* **About this task**: Your answer must be an exact transcription of every record below, with the pictures omitted.

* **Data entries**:
/---
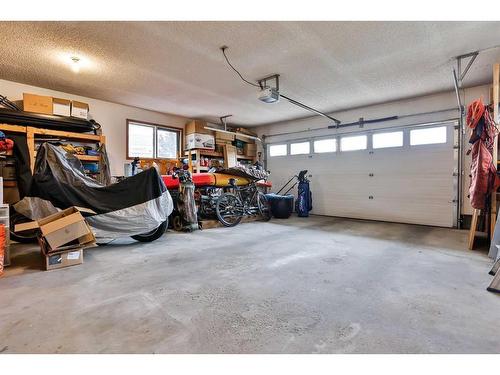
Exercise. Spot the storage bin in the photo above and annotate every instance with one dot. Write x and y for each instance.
(281, 205)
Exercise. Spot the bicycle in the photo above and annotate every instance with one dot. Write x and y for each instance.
(241, 201)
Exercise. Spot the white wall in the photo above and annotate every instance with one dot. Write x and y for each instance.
(113, 118)
(402, 107)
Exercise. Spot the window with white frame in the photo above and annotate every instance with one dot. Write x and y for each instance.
(300, 148)
(152, 141)
(428, 136)
(353, 143)
(277, 150)
(325, 145)
(388, 139)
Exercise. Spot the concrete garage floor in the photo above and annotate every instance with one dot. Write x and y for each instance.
(316, 285)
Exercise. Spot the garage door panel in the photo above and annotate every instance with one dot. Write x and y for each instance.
(410, 184)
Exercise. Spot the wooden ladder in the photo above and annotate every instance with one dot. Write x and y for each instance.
(493, 206)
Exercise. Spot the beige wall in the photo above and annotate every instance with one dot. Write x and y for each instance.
(111, 116)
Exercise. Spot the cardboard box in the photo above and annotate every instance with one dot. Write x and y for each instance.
(198, 127)
(79, 110)
(65, 230)
(246, 131)
(250, 149)
(244, 139)
(61, 259)
(198, 140)
(37, 104)
(224, 136)
(61, 107)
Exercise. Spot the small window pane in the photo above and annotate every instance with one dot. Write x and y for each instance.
(392, 139)
(353, 143)
(299, 148)
(428, 136)
(277, 150)
(167, 144)
(140, 141)
(325, 145)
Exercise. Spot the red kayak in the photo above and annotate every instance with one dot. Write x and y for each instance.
(210, 179)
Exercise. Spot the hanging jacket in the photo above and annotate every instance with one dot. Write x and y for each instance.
(483, 167)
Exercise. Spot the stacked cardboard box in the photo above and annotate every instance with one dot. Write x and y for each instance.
(62, 237)
(199, 137)
(54, 106)
(250, 149)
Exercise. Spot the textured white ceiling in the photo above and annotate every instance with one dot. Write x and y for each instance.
(177, 67)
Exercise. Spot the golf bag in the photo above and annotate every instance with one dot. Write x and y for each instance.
(303, 204)
(186, 202)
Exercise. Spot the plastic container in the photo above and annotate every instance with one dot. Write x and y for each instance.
(281, 205)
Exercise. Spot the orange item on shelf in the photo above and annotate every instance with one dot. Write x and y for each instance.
(2, 247)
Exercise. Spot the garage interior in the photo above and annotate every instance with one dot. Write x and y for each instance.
(153, 199)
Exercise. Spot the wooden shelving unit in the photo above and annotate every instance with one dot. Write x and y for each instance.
(33, 134)
(195, 166)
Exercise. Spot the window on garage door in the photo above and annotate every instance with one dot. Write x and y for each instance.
(428, 136)
(325, 145)
(353, 143)
(300, 148)
(388, 139)
(277, 150)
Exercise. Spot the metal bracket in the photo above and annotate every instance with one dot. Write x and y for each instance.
(263, 81)
(223, 121)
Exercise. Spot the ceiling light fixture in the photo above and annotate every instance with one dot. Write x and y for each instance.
(75, 64)
(224, 130)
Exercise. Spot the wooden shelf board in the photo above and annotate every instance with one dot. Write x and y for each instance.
(88, 157)
(205, 152)
(63, 134)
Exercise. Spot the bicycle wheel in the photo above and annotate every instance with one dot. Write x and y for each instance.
(263, 206)
(229, 209)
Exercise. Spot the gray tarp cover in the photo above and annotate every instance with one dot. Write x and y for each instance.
(133, 206)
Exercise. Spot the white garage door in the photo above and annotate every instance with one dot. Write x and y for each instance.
(399, 175)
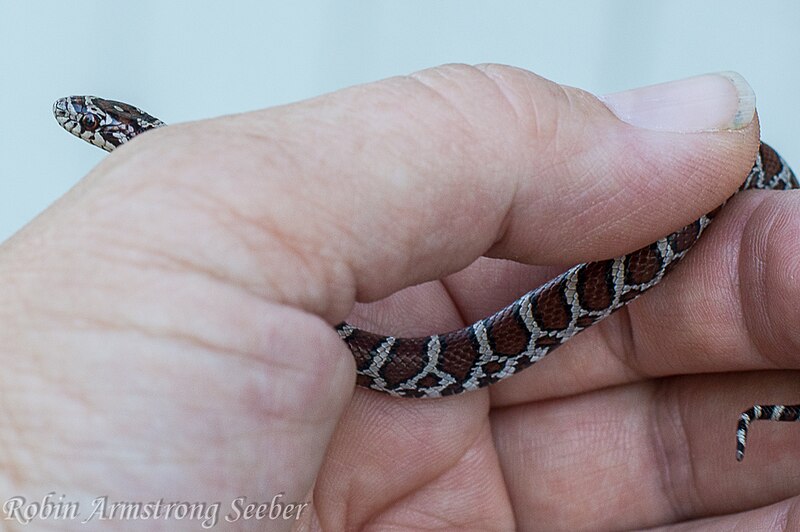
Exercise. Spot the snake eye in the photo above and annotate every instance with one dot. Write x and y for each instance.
(89, 122)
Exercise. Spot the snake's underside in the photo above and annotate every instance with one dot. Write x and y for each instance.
(513, 338)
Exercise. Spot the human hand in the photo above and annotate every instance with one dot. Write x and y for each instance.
(167, 325)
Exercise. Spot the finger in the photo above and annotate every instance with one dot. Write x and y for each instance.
(362, 192)
(645, 455)
(730, 305)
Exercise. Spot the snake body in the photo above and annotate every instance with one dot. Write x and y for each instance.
(510, 340)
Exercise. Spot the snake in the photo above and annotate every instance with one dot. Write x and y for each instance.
(513, 338)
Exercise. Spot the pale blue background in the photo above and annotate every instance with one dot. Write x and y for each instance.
(184, 60)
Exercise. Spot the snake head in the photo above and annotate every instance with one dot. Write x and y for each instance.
(104, 123)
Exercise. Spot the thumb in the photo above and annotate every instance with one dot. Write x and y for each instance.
(362, 192)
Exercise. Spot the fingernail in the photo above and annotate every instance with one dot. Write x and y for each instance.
(711, 102)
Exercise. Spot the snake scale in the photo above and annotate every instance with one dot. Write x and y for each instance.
(513, 338)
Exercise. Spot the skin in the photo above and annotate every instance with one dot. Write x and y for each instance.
(165, 327)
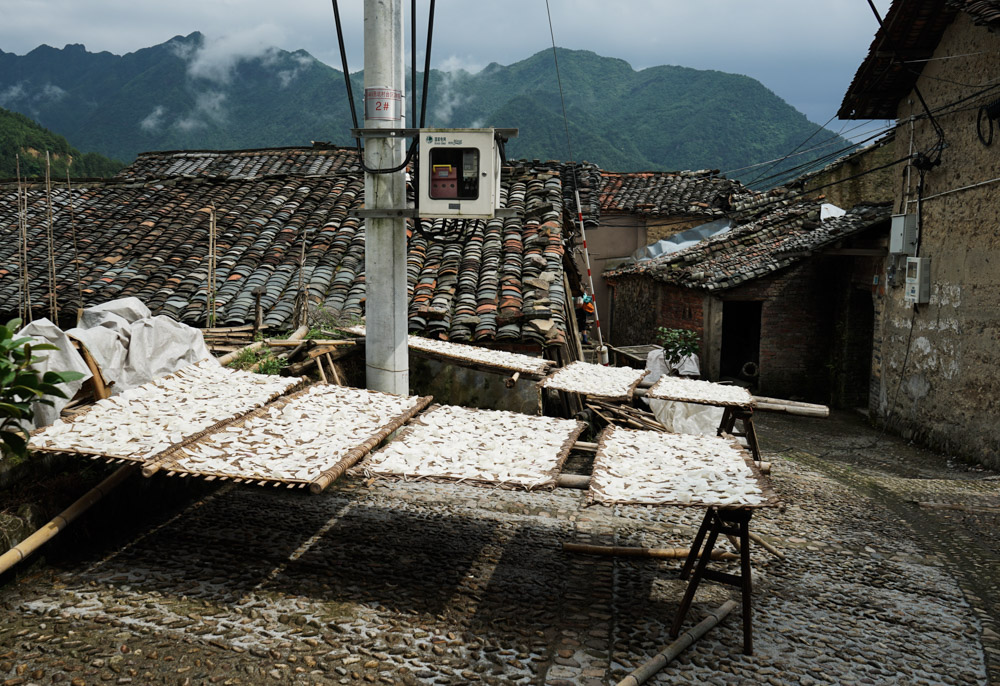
\---
* **Answer for the task**:
Exercise. Spot the storage bin in the photo above and annotate every instance with one dot. Write x and y for each instance.
(281, 205)
Exercise. Spot the bicycle in the photo above and annotate every instance with one dot. Write x and y for each instance.
(241, 201)
Exercise. Spot the white wall in the photo above and annotate every instance with one dot. Write x and y for each instance.
(113, 118)
(402, 107)
Exercise. Spot the window with white frame in the photo above and annotate every instance with one dot. Write x and y for each instance.
(300, 148)
(152, 141)
(428, 136)
(353, 143)
(277, 150)
(325, 145)
(388, 139)
Exercise. Spot the concrete garage floor in the photo above and annotate every instance with one dot. Write x and y for each instance.
(316, 285)
Exercise. Spot the garage door panel in the photo above and annotate every instance with one dot. Write x and y for each instance.
(410, 184)
Exercise. Spot the wooden ladder in the photo above and annotate every instance with one dot. Write x and y for each instance.
(493, 206)
Exercise. Spot the beige wall in the photo above and annotate every instance with one dot. Write x and y for each instance.
(111, 116)
Exercise. Spot the cardboard box in the photo above and annotate every instance with one dot. Write x and y for each instance.
(198, 127)
(79, 110)
(65, 230)
(246, 131)
(250, 149)
(244, 139)
(61, 259)
(198, 140)
(37, 104)
(224, 136)
(61, 107)
Exercise. Spot the small window pane in the photo above and annotate every instance with one dot. Write x and y for each instance.
(392, 139)
(353, 143)
(299, 148)
(428, 136)
(277, 150)
(167, 144)
(140, 141)
(325, 145)
Exercise. Spot the red kayak in the photo above and annotate every instance with one dot. Write x and y for each instance.
(210, 179)
Exercise. Spot the hanging jacket in the photo above and annotate every instance with one dot. Write x and y for each instance.
(483, 167)
Exercise. Spot the stacked cardboard box in the photo above and annotate every instance with one dot. Write x and y for each instance.
(62, 237)
(199, 137)
(54, 106)
(250, 149)
Exercise. Spot the textured white ceiling in the photo above and annotate every instance with one dot. Write x and y for each instance.
(177, 67)
Exercise. Spot the golf bag in the photo above and annotate every instance with one dot. Write x and y for each instance.
(303, 204)
(186, 202)
Exercise. Spot the plastic container in the photo above and annotate every instance with one dot. Write x and y for each instance.
(281, 205)
Exercise. Spot the orange item on shelf in the photo above and annotate every instance with one dot. Write x and y for each instance.
(2, 247)
Exercise. Spot the garage interior in the photo above and annotate every instance with one dot. Write x and y for each instance.
(153, 199)
Exercise. Spot the wooden shelving unit in the photo above and annotate every instance with one dot. Write x and y for each instance.
(33, 134)
(195, 166)
Exercise. Spot the window on garage door in the photo above and annotate every instance with one dot. Write x and y for each instance.
(428, 136)
(325, 145)
(353, 143)
(300, 148)
(388, 139)
(277, 150)
Exercise. Spot the metal bracket in the photo above and annotate every instance with one dot. Write x and y for each instance.
(263, 81)
(223, 121)
Exercise. Spot the ceiling light fixture in the photo above and annotate every instance with one dot. Write x and y for each instance.
(75, 64)
(224, 130)
Exercise. Spot the wooden shelf board in the photo above and annotate every instance with one dot. Write x and y for each instance.
(88, 157)
(205, 152)
(63, 134)
Exercise. Spot the bicycle wheel in the photo above and annotate every instance with one dot. Write x and y for each instance.
(263, 206)
(229, 209)
Exercise. Spot the gray tarp cover in the photo above and annotate every instance with one dot. Write x and y for each instance.
(133, 206)
Exercise. Spot the white garage door in the photo above and annotate every instance with one dot. Write x and y for each instance.
(399, 175)
Exercise. Spot the snake eye in the photo above and annotate every instance with one dot. Write x and y for each instance.
(89, 122)
Exercise. Spot the snake's underside in the photo above and annotate every instance with one dot. Write x and y for each instance.
(513, 338)
Exercise. Spot the human hand in the photo above and annotate every instance with one dot. Write x and y for each instance.
(167, 325)
Exercise. Spot the finger in the photo above and annotate every instance with one dot. Write x and y for each instance.
(362, 192)
(645, 455)
(730, 305)
Exercise. Spot the snake body in the photo above and annotate every instance with one dot. Write x and y for each instance.
(510, 340)
Exercise. Spot the snake in the photo above and annotate every instance with one dot. Write x and y for each instance.
(513, 338)
Exercise. Spot the pale blue background in the photo above and annotate every instance with one dot. Write x and y for each instance.
(184, 60)
Exercise. Spot the snake head in the photo above and annotate every instance with one dot. Write x and y for each instance.
(104, 123)
Exercise. Spot the thumb in the photo above and annotate every instance with one dot. Write x and y for each instance.
(362, 192)
Exercise. Spot the fingernail in the photo above and annotate every instance with one dot. Write x and y for each instance.
(711, 102)
Exercise. Spot the snake scale in the photo above and annotate every instance with one dot. Write x and y for each instance.
(513, 338)
Exercise. Spot the skin in the photo above and annotate every instance with one dot. Write x and y for each instance.
(165, 327)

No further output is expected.